Instructions for the task: The records below are to be retyped in full, without any alteration.

** Data listing follows **

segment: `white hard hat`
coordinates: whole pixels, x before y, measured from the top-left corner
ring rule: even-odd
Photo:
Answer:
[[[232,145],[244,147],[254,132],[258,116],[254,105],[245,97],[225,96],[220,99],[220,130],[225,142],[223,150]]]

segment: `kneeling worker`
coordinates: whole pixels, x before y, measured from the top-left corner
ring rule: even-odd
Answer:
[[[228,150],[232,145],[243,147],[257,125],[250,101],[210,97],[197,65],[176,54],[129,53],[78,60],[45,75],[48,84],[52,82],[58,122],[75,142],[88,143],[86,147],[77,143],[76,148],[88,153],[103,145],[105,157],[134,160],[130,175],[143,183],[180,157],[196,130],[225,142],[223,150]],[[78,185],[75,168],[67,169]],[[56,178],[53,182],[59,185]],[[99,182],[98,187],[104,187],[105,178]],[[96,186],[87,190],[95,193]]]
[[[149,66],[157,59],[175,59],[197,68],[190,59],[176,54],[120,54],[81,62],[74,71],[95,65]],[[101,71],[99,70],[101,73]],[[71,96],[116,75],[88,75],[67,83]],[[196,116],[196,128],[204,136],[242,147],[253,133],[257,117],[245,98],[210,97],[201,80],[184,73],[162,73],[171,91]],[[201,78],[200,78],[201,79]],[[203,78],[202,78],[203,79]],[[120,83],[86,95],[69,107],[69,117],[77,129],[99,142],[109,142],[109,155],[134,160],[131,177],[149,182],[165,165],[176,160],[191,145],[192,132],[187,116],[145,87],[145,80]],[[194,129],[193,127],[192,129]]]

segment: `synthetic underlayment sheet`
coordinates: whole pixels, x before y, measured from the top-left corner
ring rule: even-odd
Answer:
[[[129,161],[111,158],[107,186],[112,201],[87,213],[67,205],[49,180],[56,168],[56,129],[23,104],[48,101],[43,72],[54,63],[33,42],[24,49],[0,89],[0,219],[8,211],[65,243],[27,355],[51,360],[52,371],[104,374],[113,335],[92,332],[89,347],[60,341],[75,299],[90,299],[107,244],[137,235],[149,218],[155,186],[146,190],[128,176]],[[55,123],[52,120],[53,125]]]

** End of Data listing **

Response below:
segment: `white hard hat`
coordinates: whole pixels, x before y, measured from the top-left corner
ring rule: even-odd
Photo:
Answer:
[[[232,145],[244,147],[254,132],[258,116],[254,105],[245,97],[225,96],[220,99],[220,130],[225,142],[223,150]]]

segment: `kneeling worker`
coordinates: whole pixels, x before y, measured from the top-left corner
ring rule: even-odd
Answer:
[[[228,150],[232,145],[243,147],[257,125],[250,101],[210,97],[197,65],[176,54],[129,53],[78,60],[45,75],[48,84],[52,82],[58,122],[75,142],[88,143],[86,147],[77,143],[76,148],[88,153],[103,145],[105,157],[134,160],[130,175],[143,183],[180,157],[196,130],[225,142],[223,150]],[[78,185],[75,168],[67,169]],[[56,178],[53,182],[59,185]],[[99,182],[98,187],[104,187],[105,178]],[[96,186],[87,190],[95,193]]]
[[[149,66],[157,59],[175,59],[197,68],[190,59],[176,54],[120,54],[81,62],[74,71],[95,65]],[[101,71],[99,70],[101,73]],[[71,96],[116,75],[88,75],[67,83]],[[196,116],[196,128],[204,136],[242,147],[253,133],[257,117],[245,98],[210,97],[201,80],[184,73],[162,73],[171,91]],[[201,78],[200,78],[201,79]],[[203,78],[202,78],[203,79]],[[120,83],[86,95],[69,107],[69,117],[77,129],[99,142],[109,142],[109,155],[134,160],[131,177],[149,182],[165,165],[176,160],[191,145],[192,132],[187,116],[145,87],[145,80]],[[194,129],[193,127],[192,129]]]

segment: `synthetic underlayment sheet`
coordinates: whole pixels, x before y, measured from the top-left corner
ring rule: even-odd
Answer:
[[[129,161],[111,158],[107,186],[112,201],[87,213],[67,205],[49,180],[56,168],[56,129],[23,104],[48,101],[43,72],[54,63],[33,42],[24,49],[0,89],[0,219],[8,211],[65,243],[27,355],[51,360],[52,371],[104,374],[113,335],[92,332],[89,347],[60,341],[75,299],[90,299],[107,244],[137,235],[149,218],[155,186],[146,190],[128,176]],[[55,123],[52,120],[53,125]]]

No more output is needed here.